— start —

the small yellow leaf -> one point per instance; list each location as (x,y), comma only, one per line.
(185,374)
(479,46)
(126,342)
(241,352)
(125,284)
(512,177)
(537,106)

— end —

_TASK INSTRUCTIONS:_ Reproduce every line of the records, requests included, scaling each point coordinate in the answers by 2.3 and rounding to the nearest whole number, halves up. Leave the numbers in the requests and their format samples unchanged.

_ANSWER TO THIS EXERCISE:_
the small yellow leaf -> one point per instance; list each location as (x,y), comma only, one per line.
(426,860)
(1102,106)
(290,787)
(554,810)
(288,653)
(1178,407)
(1235,244)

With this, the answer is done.